Extracted data entries
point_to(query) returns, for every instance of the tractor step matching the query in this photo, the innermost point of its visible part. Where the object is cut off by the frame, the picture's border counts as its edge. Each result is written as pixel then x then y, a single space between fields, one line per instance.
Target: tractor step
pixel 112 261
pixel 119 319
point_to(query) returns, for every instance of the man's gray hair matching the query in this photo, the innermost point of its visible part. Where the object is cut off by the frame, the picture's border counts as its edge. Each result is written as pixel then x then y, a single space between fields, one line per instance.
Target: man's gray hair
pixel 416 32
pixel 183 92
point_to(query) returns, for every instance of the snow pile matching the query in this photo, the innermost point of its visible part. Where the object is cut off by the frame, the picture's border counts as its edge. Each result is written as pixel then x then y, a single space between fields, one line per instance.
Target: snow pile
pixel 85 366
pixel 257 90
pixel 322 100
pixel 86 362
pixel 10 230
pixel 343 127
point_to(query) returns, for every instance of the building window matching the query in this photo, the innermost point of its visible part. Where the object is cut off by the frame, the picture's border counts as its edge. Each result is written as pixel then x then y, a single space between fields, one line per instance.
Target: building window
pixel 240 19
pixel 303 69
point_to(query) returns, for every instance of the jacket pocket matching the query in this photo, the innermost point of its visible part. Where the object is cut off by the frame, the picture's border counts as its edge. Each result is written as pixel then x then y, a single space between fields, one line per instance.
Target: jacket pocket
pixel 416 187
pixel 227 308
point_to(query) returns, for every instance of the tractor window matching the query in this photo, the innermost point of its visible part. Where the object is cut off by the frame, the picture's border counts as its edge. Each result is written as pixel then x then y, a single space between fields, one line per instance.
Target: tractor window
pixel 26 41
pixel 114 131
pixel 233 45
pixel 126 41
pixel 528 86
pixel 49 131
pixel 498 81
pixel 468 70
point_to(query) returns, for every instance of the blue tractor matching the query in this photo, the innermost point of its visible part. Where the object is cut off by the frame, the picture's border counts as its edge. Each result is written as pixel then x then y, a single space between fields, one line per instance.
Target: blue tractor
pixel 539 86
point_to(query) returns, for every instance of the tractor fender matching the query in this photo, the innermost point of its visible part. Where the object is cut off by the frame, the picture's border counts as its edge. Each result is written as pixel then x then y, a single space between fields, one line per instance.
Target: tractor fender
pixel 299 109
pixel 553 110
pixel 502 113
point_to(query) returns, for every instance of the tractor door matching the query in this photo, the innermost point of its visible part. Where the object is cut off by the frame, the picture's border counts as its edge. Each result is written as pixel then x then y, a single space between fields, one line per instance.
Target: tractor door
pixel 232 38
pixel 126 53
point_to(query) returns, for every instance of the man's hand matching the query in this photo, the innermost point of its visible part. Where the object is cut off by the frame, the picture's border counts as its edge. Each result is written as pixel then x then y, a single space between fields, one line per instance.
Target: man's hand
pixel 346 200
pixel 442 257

**WHAT THE TASK REQUIRES:**
All entries above are to be reproduced exactly.

**EXERCISE RESPONSE:**
point_to(query) returns, for every instance of the tractor step matching the query in this photo, the innermost point of its visible part. Where the object is cut off by the frame, the picture's border counts as its edge. Each result is written as pixel then x then y, a single space between fields, one line per instance.
Target: tractor step
pixel 112 261
pixel 119 319
point_to(query) returns, for every instance of the man's gray hair matching the query in this photo, the innermost point of its visible part. Where the object is cut off by the frame, the picture's border counts as its edge. Each result is written as pixel then x then y, a single space between fields, one line per instance.
Target: man's gray hair
pixel 416 32
pixel 183 92
point_to(query) returns, for every instance of the snow pile matching the query in this photo, the innermost point of its visible part. Where the object is cut off by the frame, the picture's border counts as its edge. Each result is written as pixel then x then y, a single space between fields, one line per instance.
Target: snow pile
pixel 85 366
pixel 257 90
pixel 322 100
pixel 86 362
pixel 10 230
pixel 343 127
point_to(query) returns, for every instance of the building window matching the query in this photo, the innermost point of its visible part. Where the object is cut off by the frame, the picture's border counts as its edge. Each result is written as pixel then x then y, a single space between fields, one line per instance.
Target: building window
pixel 240 19
pixel 303 69
point_to(query) returns, for every instance of the jacket pocket matching the query in this photo, the innermost point of its visible part. Where the object is cut off by the frame, the picture's border counts as its edge. Each result is written as pixel then x then y, a single space between fields, one line per instance.
Target: jacket pocket
pixel 416 187
pixel 227 308
point_to(query) returns, for every instance of the tractor window matching the query in this photo, the innermost point of its visible part. Where the object is cut off by the frame, the picture's border counts as its edge. Each result is written as pixel then x then y, a single space between fields, one line per instance.
Target: tractor window
pixel 26 41
pixel 114 131
pixel 233 45
pixel 126 41
pixel 528 86
pixel 49 131
pixel 498 81
pixel 468 70
point_to(query) returns, for every instance of the blue tractor matching the query in this photo, the innermost point of its visible part. Where the object is cut off by the frame, the picture's border counts as its edge. Each result is written as pixel then x then y, a single space between fields, one line per instance.
Target: blue tractor
pixel 539 86
point_to(query) returns, for every instance of the tractor fender matching the query in this photo, the innermost point of its visible part. Where the object is cut off by the frame, the picture's border counts as its edge. Each result is written as pixel then x then y, a single space between fields, one line per instance.
Target: tractor fender
pixel 299 109
pixel 553 110
pixel 502 113
point_to(query) returns, for every instance of the tractor door matching the query in this photo, the innermost point of its visible part. Where the object is cut off by the frame, the picture's border counts as its edge. Each result is written as pixel then x then y, a single space between fields, one line per instance.
Target: tractor door
pixel 232 38
pixel 126 53
point_to(query) returns, for every instance of the man's hand matching the query in this photo, the innermost point of its visible part. Where the object is cut off by the frame, the picture's border counts as its edge. Each result is written as pixel then x then y, a single space between fields, one line per instance.
Target: man's hand
pixel 346 200
pixel 442 257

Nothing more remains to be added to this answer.